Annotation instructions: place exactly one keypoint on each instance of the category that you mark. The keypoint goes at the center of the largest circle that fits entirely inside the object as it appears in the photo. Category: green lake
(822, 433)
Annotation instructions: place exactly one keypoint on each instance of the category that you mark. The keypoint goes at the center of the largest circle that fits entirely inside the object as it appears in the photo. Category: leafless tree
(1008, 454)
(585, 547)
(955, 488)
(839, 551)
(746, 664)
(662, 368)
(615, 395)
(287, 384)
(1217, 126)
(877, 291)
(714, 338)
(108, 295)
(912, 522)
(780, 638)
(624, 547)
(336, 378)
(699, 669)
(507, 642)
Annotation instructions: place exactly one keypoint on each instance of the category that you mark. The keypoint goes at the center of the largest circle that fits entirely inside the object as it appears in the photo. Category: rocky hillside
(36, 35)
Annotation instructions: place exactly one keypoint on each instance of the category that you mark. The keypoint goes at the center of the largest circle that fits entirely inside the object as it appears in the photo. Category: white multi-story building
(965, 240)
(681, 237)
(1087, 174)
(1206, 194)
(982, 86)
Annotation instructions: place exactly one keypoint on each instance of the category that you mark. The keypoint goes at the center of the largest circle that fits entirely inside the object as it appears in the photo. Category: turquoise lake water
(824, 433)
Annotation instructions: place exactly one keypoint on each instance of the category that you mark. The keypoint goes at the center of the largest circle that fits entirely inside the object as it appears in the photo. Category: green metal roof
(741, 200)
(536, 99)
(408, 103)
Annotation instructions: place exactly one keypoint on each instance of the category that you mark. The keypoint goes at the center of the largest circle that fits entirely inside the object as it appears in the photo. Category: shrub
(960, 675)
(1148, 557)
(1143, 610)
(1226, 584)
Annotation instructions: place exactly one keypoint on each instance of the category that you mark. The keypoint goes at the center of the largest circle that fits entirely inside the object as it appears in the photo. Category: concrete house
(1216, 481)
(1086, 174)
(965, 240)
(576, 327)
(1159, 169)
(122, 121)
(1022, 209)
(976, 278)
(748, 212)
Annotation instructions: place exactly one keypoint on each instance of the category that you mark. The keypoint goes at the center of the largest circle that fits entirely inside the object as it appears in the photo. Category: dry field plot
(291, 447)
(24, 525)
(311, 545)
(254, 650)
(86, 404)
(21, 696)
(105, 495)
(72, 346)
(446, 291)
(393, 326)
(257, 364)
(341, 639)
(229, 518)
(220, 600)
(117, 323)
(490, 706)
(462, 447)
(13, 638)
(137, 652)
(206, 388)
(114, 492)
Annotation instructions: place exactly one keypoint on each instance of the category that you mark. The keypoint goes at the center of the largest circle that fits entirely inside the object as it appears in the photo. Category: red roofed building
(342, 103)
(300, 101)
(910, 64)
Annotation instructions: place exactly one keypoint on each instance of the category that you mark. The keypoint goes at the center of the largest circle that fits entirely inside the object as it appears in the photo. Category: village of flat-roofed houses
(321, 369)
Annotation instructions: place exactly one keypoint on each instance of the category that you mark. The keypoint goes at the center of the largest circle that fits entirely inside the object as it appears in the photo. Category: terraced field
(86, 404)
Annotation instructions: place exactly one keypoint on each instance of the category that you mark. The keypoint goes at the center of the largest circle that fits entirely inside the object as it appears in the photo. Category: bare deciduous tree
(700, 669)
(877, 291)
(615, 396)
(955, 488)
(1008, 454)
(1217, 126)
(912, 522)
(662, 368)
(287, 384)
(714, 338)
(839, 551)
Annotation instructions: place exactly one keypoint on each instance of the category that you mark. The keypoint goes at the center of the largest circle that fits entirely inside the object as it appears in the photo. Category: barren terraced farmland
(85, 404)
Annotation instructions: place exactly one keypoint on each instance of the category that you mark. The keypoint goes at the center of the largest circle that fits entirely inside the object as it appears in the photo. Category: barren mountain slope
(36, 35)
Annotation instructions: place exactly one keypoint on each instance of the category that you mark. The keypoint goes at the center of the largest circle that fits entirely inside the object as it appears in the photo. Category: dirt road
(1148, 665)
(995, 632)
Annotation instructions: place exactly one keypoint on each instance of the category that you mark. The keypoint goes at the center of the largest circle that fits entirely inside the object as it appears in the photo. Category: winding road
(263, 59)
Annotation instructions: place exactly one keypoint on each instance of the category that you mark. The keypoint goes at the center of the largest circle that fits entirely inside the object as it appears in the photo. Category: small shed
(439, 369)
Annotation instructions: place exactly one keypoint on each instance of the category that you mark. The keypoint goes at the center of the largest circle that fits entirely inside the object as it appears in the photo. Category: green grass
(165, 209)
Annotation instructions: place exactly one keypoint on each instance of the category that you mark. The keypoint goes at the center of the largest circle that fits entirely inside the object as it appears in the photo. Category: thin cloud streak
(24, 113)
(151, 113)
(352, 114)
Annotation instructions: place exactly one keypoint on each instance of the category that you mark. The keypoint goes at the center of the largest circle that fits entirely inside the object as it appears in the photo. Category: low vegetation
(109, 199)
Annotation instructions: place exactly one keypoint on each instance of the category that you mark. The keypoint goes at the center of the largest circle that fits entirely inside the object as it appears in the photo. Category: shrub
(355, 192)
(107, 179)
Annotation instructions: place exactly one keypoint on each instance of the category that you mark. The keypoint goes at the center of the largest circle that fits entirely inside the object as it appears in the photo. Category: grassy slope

++++++

• _AIM OF THE TASK_
Copy every one of the lines above word for word, without changing anything.

• _WRITTEN SOLUTION_
Annotation instructions: place exactly one keypoint on each instance of the category that you mark. The keypoint goes at the center of the largest circle that fits entirely inside the object as it appears in the photo. Category: green lake
(822, 433)
Annotation instructions: place exactly one keypoint on each instance of the category that you mark. The keypoint goes at the center of the largest circle that fits entirely inside the object as it appears in the photo. Category: leafless tree
(1008, 454)
(585, 547)
(955, 488)
(839, 551)
(746, 664)
(662, 368)
(615, 395)
(287, 384)
(1217, 126)
(877, 291)
(714, 338)
(108, 295)
(912, 522)
(780, 638)
(624, 547)
(336, 378)
(699, 669)
(507, 642)
Annotation instructions: place exactly one keypoint on each instance of the category that you mark. The keypoint goes at the center of the largest circle that fits entirely inside the object as it appears in the photo. Category: rocky hillside
(36, 35)
Annotation instructions: place exactly one keypoint on each instance of the category that you mark. The keypoint goes at the center of the largest circle that fits entirely inside the object as it appears in the photo. Category: white multi-story building
(965, 240)
(681, 237)
(1087, 174)
(1206, 194)
(982, 86)
Annotation instructions: place exactly one keypoint on each instance of the category that you mark. The keypoint goes at the center of the largest circle that fits entirely inside the object as it appears in the photo. Category: turquoise lake water
(824, 433)
Annotation instructions: place exactly one keypoint on each instance of the category that you mark. The keypoint goes at the center of the largest circle that fits entirely inside the object as it appears in the photo. Category: green metal roof
(741, 200)
(536, 99)
(408, 103)
Annotation instructions: place exactly one keypoint on each instance of the category that you mark. The keypoint goes at the center of the largest circle that fits entirely inside the object as it appears in the photo. Category: shrub
(960, 675)
(1148, 557)
(1143, 610)
(1226, 584)
Annotation instructions: place exactly one keypoint on each instance of the category that you mark. The keypoint goes at the center of the largest circle that fits entirely inside the object as it appears in the photo. Category: concrete house
(1216, 481)
(1086, 174)
(965, 240)
(576, 327)
(1159, 169)
(122, 121)
(1022, 209)
(976, 278)
(748, 212)
Annotation instructions: place exactly one keypoint on each instance of the category that you mark. The keypoint goes at the center of the largest circle that fits entirely inside the object as it appears in the photo. Category: dry field plot
(291, 447)
(24, 525)
(311, 545)
(254, 650)
(86, 404)
(21, 696)
(105, 495)
(72, 346)
(446, 291)
(393, 326)
(257, 364)
(341, 639)
(229, 518)
(220, 600)
(117, 323)
(490, 706)
(462, 447)
(13, 638)
(137, 652)
(206, 388)
(114, 492)
Annotation instructions: place exactly one keypoint on each instance of the category that you mark. The keypoint goes at the center of the largest circle that fits entirely inside the object as it appears in the photo. Category: red roofed building
(342, 103)
(300, 101)
(910, 64)
Annotation instructions: place exactly one keypoint on each instance of the category that you mark. The keypoint goes at the center of the largest circle that fits entirely inside the object as it appears in the photo. Category: village of flat-roofed houses
(321, 369)
Annotation instructions: place exactly one keypoint on each instance of the category that you mark. The keypoint goes at the center of the largest circle that fits entirely inside the object as it appears in the photo. Category: terraced field
(86, 404)
Annotation instructions: place exactly one keypoint on each instance of the category that you mark. The keypoint goes at the center of the largest circle that fits entirely inside the object as it appears in the photo. Category: bare deciduous tree
(700, 669)
(877, 291)
(615, 396)
(955, 488)
(1008, 454)
(1217, 126)
(912, 522)
(662, 368)
(287, 384)
(714, 338)
(839, 551)
Annotation instructions: place exactly one keypoint on each instance of the category that you mark. The keypoint goes at the center of the largest circle that fits entirely inside the object as it appears in the photo. Category: barren terraced farmland
(85, 404)
Annotation instructions: place exactly one keypoint on each instance of the category that you mark. The keypoint goes at the center of the largest circle that fits entirely inside the object as it appears in the photo. Category: barren mountain slope
(36, 35)
Annotation instructions: place exactly one keypoint on each instance of the category that you mark. The keypoint goes at the center of the largest circle that fits entirely inside the object as it appears in the photo. Category: dirt road
(1148, 665)
(995, 632)
Annotation instructions: place exactly one keypoint on each instance of the category that you mark. The keypoint goes at the center of the largest circle that fits entirely inside the object as it appears in the photo. Category: winding road
(263, 59)
Annotation instructions: place exactly one keypoint on each instance of the category that you mark. The keypoint goes at the center of the largest circle that fits entirely inside the object as it appears in the photo. Category: small shed
(439, 369)
Annotation instructions: place exactly one keypoint on each instance of the category that you mark. The keypoint goes at the center of the largest circle that fits entirely inside the object as it appears in the photo. Category: green grass
(165, 209)
Annotation instructions: place exactly one keypoint on each instance of the category that you mark. The keypoint goes at the center of the largest circle that fits entirely inside the object as it appears in the photo. Category: thin cloud streak
(24, 113)
(151, 113)
(352, 114)
Annotation instructions: place exactly one keypoint on each instance of the category that you mark. The keypoint goes at the center of the largest circle that fits entirely inside the object as it appears in the photo. Category: low vegetation
(109, 199)
Annotation instructions: place exactly one keypoint on each instance of the category that you mark. The keypoint goes at the center of the largest circle that fits entirely inside the object as it appears in the photo. Category: shrub
(355, 192)
(107, 179)
Annotation instructions: place exactly one keypoint on each instance of the category that you mark. The keypoint goes at the center of the largest circle that fits entirely inside the object as it appears in the photo. Category: grassy slope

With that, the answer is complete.